Bank Street Bookstore, a Manhattan mainstay of children’s bookselling, has announced that the store will close in August after half a century in operation. In an e-mail to customers on Wednesday, manager Caitlyn Morrissey wrote that the sustained closing of the store to customers during the coronavirus outbreak, along with the ongoing need for social distancing, proved too difficult to combat.

Bank Street opened in 1970 in the lobby of the Bank Street College of Education and expanded to a large two-story space on Broadway in 1990. The store’s location and connection to ideas around children’s education made it a hub for interested readers and an essential stop for authors and illustrators. Judy Blume, Kate DiCamillo, Jules Feiffer, Cornelia Funke, and Jon Scieszka all read at the store, among many others, as did celebrities Stephen Colbert and Julianne Moore.

For a quarter century, the store was managed by Beth Puffer, who presided over its growth through the 1990s and 2000s, and used that knowledge to help shape the children’s bookselling trade in America. Puffer helped found the New York/New Jersey Booksellers Association, and served on the board of the American Booksellers Association, as well as serving as treasurer for the Association of Booksellers for Children.

High rents forced Puffer’s successor, Andy Laties, to move the store to a nearby location half its size in 2015. Laties, who managed the store for more than five years, told PW, “Bank Street Bookstore is a major New York City institution. It is disturbing to see it closed especially at a moment when parents and teachers are in such need of this exact kind of assistance at creating curricula at home and in innovative educational settings.”

Laties recalled a conversation he had with literary agent and former editor Brenda Bowen when he first began at the store. “Brenda told me she always shopped in Bank Street Bookstore each season in order to familiarize herself with the total output of the world of children’s publishing,” he said. “That’s because Bank Street bought very broadly and comprehensively, attempting to represent all the new books, and to be a bookstore where everything new and good could definitely be found by the demanding customer base we had nurtured.”

The 2015 move to the new location also halved the store’s rent, which placed it on firmer footing in recent years, but the sustained impact of the coronavirus shutdown ultimately took too great a toll. Bank Street is not the only NYC store to shutter due to the virus’s impact; last month, Brooklyn’s Stories Bookshop and Storytelling Lab also permanently closed its doors, though web sales continue through the store.

In their e-mail to customers, Morrissey wrote, “As the book industry continues to navigate this time, we encourage you to support independent bookstores in any way you can…. Thank you to all who have visited the Bank Street Bookstore over the years. Our staff has loved watching our neighborhood’s children grow up. We will miss you deeply.”

*Material provided*.
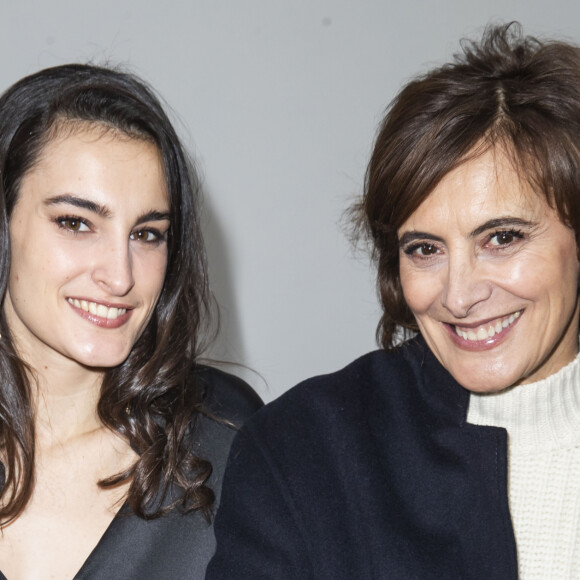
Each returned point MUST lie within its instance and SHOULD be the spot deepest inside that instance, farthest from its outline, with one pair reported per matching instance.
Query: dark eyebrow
(494, 224)
(103, 210)
(505, 222)
(80, 202)
(152, 216)
(409, 237)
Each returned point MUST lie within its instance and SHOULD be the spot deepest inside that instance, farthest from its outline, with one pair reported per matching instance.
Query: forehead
(485, 187)
(98, 161)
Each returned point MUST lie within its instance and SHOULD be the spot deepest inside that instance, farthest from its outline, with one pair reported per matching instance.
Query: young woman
(113, 437)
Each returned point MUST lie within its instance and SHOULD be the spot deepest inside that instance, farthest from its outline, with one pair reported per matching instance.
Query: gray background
(279, 102)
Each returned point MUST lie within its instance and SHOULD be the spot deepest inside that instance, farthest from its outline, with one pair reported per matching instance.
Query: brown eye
(145, 236)
(73, 224)
(504, 237)
(427, 249)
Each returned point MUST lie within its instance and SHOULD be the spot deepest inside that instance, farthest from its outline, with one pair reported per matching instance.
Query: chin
(100, 358)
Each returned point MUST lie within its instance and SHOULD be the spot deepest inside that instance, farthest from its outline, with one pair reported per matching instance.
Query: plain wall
(279, 103)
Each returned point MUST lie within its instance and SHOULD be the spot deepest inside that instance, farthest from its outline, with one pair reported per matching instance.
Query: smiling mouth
(100, 310)
(488, 330)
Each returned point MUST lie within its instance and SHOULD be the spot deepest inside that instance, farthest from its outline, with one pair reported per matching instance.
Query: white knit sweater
(543, 424)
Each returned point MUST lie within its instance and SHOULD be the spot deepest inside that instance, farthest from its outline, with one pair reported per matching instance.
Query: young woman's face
(88, 249)
(491, 275)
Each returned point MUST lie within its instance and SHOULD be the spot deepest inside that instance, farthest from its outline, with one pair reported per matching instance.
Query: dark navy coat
(371, 472)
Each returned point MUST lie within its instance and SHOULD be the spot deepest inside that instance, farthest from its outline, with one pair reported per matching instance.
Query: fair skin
(490, 273)
(89, 254)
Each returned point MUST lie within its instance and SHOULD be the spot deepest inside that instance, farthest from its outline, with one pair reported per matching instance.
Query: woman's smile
(102, 315)
(483, 335)
(490, 273)
(89, 248)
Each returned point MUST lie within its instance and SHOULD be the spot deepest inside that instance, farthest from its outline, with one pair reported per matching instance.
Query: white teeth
(99, 310)
(483, 333)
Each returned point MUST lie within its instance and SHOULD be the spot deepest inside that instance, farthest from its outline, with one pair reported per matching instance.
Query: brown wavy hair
(152, 399)
(510, 91)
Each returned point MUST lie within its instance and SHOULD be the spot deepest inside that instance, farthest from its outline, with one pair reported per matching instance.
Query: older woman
(113, 436)
(457, 453)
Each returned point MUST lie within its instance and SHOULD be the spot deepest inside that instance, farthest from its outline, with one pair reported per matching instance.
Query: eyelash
(413, 248)
(61, 220)
(516, 234)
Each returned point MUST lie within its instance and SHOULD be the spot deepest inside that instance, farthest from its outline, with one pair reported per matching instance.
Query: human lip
(100, 313)
(484, 335)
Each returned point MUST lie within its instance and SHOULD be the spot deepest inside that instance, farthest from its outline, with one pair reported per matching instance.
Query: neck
(64, 398)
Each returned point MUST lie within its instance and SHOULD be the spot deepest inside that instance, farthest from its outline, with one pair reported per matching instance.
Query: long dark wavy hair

*Task 1*.
Answer the following from the article on the Bank Street Bookstore closing:
(a) In what year did the store open, and in what location?
(b) Who managed the store for a quarter century?
(c) Which Brooklyn store also closed permanently the month before?
*Task 2*.
Print the passage of the article on the Bank Street Bookstore closing from "Bank Street opened" to "Booksellers for Children.", without any change.

*Worked solution 1*.
(a) 1970, in the lobby of the Bank Street College of Education
(b) Beth Puffer
(c) Stories Bookshop and Storytelling Lab

*Worked solution 2*.
Bank Street opened in 1970 in the lobby of the Bank Street College of Education and expanded to a large two-story space on Broadway in 1990. The store’s location and connection to ideas around children’s education made it a hub for interested readers and an essential stop for authors and illustrators. Judy Blume, Kate DiCamillo, Jules Feiffer, Cornelia Funke, and Jon Scieszka all read at the store, among many others, as did celebrities Stephen Colbert and Julianne Moore.

For a quarter century, the store was managed by Beth Puffer, who presided over its growth through the 1990s and 2000s, and used that knowledge to help shape the children’s bookselling trade in America. Puffer helped found the New York/New Jersey Booksellers Association, and served on the board of the American Booksellers Association, as well as serving as treasurer for the Association of Booksellers for Children.